▶ _Aufgabe a_: Nenne alle Bands und Musikprojekte, die in der Rezension unten erwähnt werden.

Vorhang auf für The Old Wind: Das ist in erster Linie Tomas Liljedahl, der einst Tomas Hallbom hieß und als solcher dem bemerkenswerten Kollektiv Breach als, ähem, Sänger vorstand (was erwähnt werden muss, weil diese Band gerade auf „Kollapse“ explizit vorgemacht hat, wie das funktionieren kann mit der Vereinigung von schwärzestem Nihilismus und ausgeprägter Spielfreude, von Experimentierfreude und einer Ästhetik, die sich sehr wohl dem Künstlerischen verpflichtet fühlt). Wobei man sich bei The Old Wind nicht ganz so sehr auf einen Breach-Rückgriff einstellen sollte. „Feast On Your Gone“ funktioniert schon ziemlich anders. Eher so als echt zerstörerische Walze, die sich mit beinahe schon unmenschlicher Unerbittlichkeit und gnadenloser Konsequenz, dafür aber relativ niedriger Geschwindigkeit vorwärts bewegt. Immer vorwärts. Und weiter vorwärts. Nicht ganz 37 Minuten lang. Mit allen Risiken und Nebenwirkungen. Mit Verzerrung allerorten und einem erdrückenden Gewicht. Heavy, Leute! HEAVY! Kein Schnickschnack, keine Kinkerlitzchen. Keine Verzierungen und Verschnörkelungen. Nebenan wohnen nämlich Unsane, um dies mal so platt zu formulieren. Zielgerichtet ziellose Wütereien, ein geradezu blindes, irrwitziges Um-Sich-Schlagen, ja, auch der Begriff Katharsis ist unbedingt angebracht, wenn Tomas Liljedahl sich mit seiner Stimme behauptet gegen das allgegenwärtige Wüten der Musik. Und wie er sich behauptet. Ach ja, Katharsis: Gerne verweise ich auf die Mitstreiter von Vampster, die via Interview die Hintergründe zu The Old Wind herausgefunden und hier dargestellt haben – wobei ich persönlich der ganzen Sache ein Aha-Erlebnis entnehme: DESHALB klingt das alles so authentisch (yep, ich benutze dieses Wort hier höchst bewußt). So beängstigend echt und unmittelbar. Direkt.

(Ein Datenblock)
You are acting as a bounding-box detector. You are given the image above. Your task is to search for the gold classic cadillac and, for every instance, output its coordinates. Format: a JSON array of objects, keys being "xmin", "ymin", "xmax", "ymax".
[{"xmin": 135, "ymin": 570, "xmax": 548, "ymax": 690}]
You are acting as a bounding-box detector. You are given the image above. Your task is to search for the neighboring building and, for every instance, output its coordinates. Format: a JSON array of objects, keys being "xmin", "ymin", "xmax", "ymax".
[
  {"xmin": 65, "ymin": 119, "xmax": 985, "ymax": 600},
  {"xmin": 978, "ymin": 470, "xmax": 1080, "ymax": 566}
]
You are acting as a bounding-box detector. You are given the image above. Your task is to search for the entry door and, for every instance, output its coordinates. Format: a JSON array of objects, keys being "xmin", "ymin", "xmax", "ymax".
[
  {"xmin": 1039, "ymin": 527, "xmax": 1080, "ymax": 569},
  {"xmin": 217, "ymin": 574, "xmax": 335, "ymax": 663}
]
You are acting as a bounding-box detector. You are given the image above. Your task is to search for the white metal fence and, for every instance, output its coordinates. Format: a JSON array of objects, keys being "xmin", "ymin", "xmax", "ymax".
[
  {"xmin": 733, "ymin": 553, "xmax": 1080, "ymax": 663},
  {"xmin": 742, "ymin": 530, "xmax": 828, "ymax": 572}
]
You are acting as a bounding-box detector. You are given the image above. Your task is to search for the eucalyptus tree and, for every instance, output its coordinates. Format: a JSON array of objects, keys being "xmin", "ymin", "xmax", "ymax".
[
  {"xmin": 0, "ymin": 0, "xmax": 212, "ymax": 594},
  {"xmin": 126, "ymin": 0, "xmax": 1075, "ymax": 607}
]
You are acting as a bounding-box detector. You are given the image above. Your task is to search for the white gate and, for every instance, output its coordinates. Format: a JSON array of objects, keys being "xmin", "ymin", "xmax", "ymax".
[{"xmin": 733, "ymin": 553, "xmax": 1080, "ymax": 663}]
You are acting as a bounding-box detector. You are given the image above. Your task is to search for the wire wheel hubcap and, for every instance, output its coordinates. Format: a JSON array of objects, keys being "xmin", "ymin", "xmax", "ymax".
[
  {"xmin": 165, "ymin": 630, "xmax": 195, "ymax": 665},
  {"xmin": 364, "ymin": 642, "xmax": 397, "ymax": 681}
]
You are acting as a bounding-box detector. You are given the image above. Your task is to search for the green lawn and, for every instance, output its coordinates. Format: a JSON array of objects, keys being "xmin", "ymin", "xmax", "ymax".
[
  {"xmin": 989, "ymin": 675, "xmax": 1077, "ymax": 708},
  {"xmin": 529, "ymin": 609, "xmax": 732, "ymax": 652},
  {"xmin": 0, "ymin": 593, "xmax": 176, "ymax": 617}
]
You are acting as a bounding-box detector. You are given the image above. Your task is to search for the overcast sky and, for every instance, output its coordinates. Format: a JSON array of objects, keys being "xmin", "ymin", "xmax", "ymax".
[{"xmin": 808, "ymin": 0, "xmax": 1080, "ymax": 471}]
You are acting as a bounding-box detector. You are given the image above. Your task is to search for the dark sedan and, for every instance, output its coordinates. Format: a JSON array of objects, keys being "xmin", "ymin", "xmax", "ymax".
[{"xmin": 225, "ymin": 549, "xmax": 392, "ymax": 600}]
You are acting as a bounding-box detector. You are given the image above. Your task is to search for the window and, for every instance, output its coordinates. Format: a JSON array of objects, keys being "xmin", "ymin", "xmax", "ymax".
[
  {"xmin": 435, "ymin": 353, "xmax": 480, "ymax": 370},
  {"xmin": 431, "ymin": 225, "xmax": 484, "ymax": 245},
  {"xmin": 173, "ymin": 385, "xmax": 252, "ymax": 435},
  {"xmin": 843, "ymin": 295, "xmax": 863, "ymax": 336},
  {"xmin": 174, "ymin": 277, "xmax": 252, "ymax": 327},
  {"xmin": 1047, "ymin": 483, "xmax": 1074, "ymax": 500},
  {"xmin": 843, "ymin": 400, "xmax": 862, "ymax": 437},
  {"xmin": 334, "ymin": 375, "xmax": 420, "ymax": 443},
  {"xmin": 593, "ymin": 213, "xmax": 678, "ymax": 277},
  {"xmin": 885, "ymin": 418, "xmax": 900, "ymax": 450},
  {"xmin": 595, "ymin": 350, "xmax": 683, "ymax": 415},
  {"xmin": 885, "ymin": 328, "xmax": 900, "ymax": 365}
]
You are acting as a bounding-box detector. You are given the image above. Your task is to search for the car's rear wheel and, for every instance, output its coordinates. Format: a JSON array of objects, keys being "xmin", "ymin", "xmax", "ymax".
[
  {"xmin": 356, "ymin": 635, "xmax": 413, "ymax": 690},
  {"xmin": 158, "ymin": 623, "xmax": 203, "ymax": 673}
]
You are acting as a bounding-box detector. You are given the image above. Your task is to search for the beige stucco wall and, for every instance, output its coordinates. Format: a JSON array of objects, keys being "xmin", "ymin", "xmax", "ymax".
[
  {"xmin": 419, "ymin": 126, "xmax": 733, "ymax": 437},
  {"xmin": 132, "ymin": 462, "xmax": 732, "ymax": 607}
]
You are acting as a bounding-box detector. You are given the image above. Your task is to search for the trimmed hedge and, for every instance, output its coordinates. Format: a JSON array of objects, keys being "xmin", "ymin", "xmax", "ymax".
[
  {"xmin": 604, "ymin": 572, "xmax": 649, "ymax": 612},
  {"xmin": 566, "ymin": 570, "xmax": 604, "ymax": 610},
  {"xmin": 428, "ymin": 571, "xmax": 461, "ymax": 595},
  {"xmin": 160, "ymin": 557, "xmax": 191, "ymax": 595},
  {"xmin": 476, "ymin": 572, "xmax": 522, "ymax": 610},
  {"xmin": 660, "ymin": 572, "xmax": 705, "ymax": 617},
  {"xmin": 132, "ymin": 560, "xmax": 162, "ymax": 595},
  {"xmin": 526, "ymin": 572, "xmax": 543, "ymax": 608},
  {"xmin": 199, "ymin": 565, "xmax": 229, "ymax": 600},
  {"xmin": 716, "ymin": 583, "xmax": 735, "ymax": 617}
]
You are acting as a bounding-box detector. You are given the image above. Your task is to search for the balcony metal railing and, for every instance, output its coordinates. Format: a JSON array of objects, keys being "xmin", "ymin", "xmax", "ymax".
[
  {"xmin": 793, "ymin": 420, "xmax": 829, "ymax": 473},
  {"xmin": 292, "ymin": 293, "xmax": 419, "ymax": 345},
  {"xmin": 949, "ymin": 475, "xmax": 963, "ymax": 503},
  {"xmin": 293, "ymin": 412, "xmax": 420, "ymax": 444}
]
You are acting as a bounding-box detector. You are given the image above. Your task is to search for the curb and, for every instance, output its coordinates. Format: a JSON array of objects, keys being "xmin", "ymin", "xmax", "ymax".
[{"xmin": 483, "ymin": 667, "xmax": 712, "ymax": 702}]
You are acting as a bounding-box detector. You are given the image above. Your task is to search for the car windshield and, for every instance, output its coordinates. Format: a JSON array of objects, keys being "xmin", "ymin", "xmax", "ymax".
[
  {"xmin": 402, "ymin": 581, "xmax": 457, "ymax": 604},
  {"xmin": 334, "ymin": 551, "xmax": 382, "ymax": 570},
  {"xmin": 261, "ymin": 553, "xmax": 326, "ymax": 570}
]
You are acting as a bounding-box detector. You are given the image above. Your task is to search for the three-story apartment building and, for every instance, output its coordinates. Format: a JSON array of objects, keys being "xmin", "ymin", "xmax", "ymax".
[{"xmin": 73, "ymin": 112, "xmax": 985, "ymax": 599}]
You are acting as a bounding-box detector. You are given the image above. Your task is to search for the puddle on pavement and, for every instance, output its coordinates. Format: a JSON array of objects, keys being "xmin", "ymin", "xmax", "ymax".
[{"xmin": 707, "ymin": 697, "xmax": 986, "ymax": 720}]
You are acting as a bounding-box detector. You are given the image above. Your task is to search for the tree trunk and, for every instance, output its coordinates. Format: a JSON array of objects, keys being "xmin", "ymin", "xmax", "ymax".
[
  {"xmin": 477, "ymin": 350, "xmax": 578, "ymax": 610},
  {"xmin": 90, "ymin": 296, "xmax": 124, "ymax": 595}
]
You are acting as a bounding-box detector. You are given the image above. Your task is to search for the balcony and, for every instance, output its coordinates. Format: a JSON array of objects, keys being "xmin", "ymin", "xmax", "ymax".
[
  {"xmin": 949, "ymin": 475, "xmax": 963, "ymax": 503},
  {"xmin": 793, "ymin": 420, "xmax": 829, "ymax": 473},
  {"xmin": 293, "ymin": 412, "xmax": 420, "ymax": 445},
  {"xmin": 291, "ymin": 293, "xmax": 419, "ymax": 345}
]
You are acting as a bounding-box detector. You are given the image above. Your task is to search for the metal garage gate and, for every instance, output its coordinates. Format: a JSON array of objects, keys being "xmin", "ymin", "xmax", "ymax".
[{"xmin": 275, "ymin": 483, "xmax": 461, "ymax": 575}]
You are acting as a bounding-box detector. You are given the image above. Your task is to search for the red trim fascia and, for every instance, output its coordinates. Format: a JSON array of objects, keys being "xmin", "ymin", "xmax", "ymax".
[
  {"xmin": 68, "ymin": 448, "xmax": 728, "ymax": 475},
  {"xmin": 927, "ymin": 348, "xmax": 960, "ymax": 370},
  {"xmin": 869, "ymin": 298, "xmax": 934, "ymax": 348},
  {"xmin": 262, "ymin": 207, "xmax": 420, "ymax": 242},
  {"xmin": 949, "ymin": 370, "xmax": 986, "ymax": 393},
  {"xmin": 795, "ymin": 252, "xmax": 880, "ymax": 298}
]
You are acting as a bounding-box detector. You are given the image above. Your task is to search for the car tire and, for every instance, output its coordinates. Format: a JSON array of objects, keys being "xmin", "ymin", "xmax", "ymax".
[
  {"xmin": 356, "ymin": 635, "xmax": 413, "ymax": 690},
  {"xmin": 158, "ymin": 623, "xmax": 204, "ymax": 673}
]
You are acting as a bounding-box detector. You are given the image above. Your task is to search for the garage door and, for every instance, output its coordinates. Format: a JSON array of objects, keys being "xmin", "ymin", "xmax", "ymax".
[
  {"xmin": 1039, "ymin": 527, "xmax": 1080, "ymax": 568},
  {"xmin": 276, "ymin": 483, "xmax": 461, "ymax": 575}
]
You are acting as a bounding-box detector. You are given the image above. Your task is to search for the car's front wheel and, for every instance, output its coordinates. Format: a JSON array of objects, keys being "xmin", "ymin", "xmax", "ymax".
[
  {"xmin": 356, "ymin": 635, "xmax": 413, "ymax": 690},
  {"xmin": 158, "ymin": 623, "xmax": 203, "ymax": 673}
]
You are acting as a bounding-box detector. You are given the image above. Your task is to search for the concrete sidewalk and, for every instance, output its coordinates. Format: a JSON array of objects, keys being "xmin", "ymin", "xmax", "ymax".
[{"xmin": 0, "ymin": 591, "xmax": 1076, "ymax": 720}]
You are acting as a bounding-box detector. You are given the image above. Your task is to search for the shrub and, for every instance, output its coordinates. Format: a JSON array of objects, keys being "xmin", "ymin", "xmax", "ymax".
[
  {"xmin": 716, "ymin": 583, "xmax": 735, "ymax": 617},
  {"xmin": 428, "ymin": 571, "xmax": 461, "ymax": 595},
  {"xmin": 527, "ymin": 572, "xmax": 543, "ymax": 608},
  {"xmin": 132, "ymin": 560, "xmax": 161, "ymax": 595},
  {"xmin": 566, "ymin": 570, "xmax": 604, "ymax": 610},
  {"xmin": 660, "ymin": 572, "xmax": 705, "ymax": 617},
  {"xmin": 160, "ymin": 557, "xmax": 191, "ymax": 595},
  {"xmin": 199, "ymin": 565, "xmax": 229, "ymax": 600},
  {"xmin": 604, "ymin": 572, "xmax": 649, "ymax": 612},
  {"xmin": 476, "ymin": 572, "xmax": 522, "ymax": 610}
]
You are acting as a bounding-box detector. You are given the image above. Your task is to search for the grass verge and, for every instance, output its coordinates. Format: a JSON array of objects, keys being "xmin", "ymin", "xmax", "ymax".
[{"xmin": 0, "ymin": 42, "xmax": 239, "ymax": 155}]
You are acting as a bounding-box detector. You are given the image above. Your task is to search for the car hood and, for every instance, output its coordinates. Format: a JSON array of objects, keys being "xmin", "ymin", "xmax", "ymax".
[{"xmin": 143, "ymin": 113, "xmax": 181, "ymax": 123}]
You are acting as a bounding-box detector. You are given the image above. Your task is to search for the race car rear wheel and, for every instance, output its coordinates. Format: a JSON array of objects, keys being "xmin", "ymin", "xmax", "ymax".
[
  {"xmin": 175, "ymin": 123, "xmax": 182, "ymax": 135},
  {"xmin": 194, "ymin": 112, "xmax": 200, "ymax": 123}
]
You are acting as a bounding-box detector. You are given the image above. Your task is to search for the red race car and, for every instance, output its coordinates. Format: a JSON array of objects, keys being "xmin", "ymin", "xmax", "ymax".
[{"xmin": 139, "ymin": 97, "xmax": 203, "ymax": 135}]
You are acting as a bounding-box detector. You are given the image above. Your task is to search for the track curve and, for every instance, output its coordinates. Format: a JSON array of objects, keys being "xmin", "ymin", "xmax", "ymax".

▶ _Aufgabe b_: Gib bitte jede Zeile der Datensätze oben wieder, in der das Wort "door" vorkommt, und achte dabei auf Groß- und Kleinschreibung.

▶ _Ergebnis a_:
- The Old Wind
- Breach
- Unsane

▶ _Ergebnis b_:
You are acting as a bounding-box detector. You are given the image above. Your task is to search for the entry door and, for every instance, output its coordinates. Format: a JSON array of objects, keys being "xmin", "ymin", "xmax", "ymax".
You are acting as a bounding-box detector. You are given the image above. Your task is to search for the garage door and, for every instance, output its coordinates. Format: a JSON array of objects, keys being "xmin", "ymin", "xmax", "ymax".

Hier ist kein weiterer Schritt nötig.